··· VORLIEGENDER TEXT ···
Liebe Leserinnen und Leser,
Seit mehr als fünf Jahren betreibt die Firma H. C. STARCK in Laufenburg eine Versuchsanlage, in der sie im Auftrag von BAYER winzig kleine Kohlenstoff-Röhrchen – so genannte Nanotubes – herstellt. Mitte Januar nun hat das Unternehmen, das früher selber zum Leverkusener Multi gehörte, beim Regierungspräsidium Freiburg einen Antrag auf einen dauerhaften Betrieb sowie auf eine Kapazitätserweiterung gestellt. Die zuständige „Abteilung Umwelt“ hält das für eine reine Formsache. Da „keine schweren, komplexen, irreversiblen oder grenzüberschreitende, erheblich nachteilige Unweltauswirkungen auf den Standort (…) zu erwarten“ seien, will sie auf eine Umweltverträglichkeitsprüfung verzichten und im Genehmigungsverfahren lediglich immissionsschutzrechtliche Aspekte berücksichtigen und eine Erheblichkeitsuntersuchung durchführen.
Dagegen protestieren der Verein LEBENSWERTER HOCHRHEIN und die ÖKOLOGISCHE ÄRZTE-INITIATIVE HOCHRHEIN IM BUND. Die Gruppen befürchten nämlich sehr wohl negative Auswirkungen. Es wäre nicht das erste Mal in der Menschheitsgeschichte, dass bei einer Neuentwicklung mit Blick auf den verlockenden steigenden Umsatz erste Hinweise auf bedeutsame Gesundheitsgefahren nicht beachtet werden. Man denke nur an Asbest, die Atomkraft und Holzschutzmittel. Und bei der Nano-Technologie gibt es solche Anzeichen, denn sie lässt Werkstoffe auf winzig kleine Größen schrumpfen, wodurch diese unbekannte und nicht selten gefährliche Eigenschaften entwickeln. So konstatiert das „Fraunhofer Institut für Toxikologie“: „Einige Untersuchungen weisen daraufhin, dass bestimmte Nano-Tubes mit speziellen Eigenschaften beim Einatmen ähnlich krebserregend sein könnten wie Asbest-Fasern.“ Und der BAYER-Konzern selber hält in dem Sicherheitsdatenblatt zu den „BAYTUBES C 70P“ fest: „Achtung – noch nicht vollständig geprüfter Stoff“ und warnt vor einem Kontakt mit dem Material, denn: „Toxikologische Untersuchungen am Produkt liegen nicht vor.“
Zudem kommen bei der Herstellung von BAYTUBES brennbare Gase wie Ethen und Wasserstoff zum Einsatz, die sich teilweise neben nano-haltigen Feinstäuben und dem krebsauslösenden Kobalt in der Abluft wiederfinden.
···
ÜBUNG 1
Prüfe, ob die folgenden Aussagen mit dem vorliegenden Text übereinstimmen, und belege jede Antwort mit ja oder nein und dem entscheidenden Wortlaut aus dem Text: (a) H. C. STARCK betreibt die Versuchsanlage in Laufenburg seit mehr als fünf Jahren. (b) Die „Abteilung Umwelt“ will eine Umweltverträglichkeitsprüfung durchführen. (c) Laut dem Sicherheitsdatenblatt von BAYER liegen toxikologische Untersuchungen am Produkt vor.
ÜBUNG 2
Gib den Abschnitt des vorliegenden Texts wieder, der mit den Worten „Liebe Leserinnen und“ beginnt und nach „eine Erheblichkeitsuntersuchung durchführen.“ endet, und tausche dabei „Versuchsanlage“ gegen „Pilotanlage“ aus.
Die Datensätze unten stammen aus einer anderen Quelle.
··· ZU PRÜFENDE DATEN ···
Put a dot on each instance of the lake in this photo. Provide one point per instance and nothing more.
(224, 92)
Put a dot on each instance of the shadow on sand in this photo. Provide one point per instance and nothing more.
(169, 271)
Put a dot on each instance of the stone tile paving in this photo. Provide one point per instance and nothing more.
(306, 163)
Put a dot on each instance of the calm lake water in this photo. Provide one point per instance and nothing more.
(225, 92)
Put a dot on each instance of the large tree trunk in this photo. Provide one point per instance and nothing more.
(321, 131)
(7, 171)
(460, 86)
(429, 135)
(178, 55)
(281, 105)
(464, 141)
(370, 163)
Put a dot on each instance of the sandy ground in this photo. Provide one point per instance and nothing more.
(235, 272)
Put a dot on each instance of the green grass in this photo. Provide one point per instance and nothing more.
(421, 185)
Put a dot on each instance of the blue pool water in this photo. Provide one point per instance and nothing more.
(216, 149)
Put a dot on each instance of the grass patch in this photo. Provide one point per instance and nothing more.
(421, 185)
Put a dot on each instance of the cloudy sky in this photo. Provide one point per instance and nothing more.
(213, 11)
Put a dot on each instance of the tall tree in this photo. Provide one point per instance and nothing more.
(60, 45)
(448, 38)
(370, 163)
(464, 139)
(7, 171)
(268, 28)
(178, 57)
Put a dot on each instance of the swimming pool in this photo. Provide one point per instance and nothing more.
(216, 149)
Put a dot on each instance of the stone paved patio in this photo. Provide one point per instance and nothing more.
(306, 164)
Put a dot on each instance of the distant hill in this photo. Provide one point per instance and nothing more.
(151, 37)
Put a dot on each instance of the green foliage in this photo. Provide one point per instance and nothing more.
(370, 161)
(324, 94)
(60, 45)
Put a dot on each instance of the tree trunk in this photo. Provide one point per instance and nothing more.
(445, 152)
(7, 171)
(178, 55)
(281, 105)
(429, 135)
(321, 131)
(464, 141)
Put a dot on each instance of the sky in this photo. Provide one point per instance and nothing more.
···
LÖSUNG 1
(a) Ja: „Seit mehr als fünf Jahren betreibt die Firma H. C. STARCK in Laufenburg eine Versuchsanlage“
(b) Nein: „will sie auf eine Umweltverträglichkeitsprüfung verzichten“
(c) Nein: „Toxikologische Untersuchungen am Produkt liegen nicht vor.“

LÖSUNG 2
Liebe Leserinnen und Leser,
Seit mehr als fünf Jahren betreibt die Firma H. C. STARCK in Laufenburg eine Pilotanlage, in der sie im Auftrag von BAYER winzig kleine Kohlenstoff-Röhrchen – so genannte Nanotubes – herstellt. Mitte Januar nun hat das Unternehmen, das früher selber zum Leverkusener Multi gehörte, beim Regierungspräsidium Freiburg einen Antrag auf einen dauerhaften Betrieb sowie auf eine Kapazitätserweiterung gestellt. Die zuständige „Abteilung Umwelt“ hält das für eine reine Formsache. Da „keine schweren, komplexen, irreversiblen oder grenzüberschreitende, erheblich nachteilige Unweltauswirkungen auf den Standort (…) zu erwarten“ seien, will sie auf eine Umweltverträglichkeitsprüfung verzichten und im Genehmigungsverfahren lediglich immissionsschutzrechtliche Aspekte berücksichtigen und eine Erheblichkeitsuntersuchung durchführen.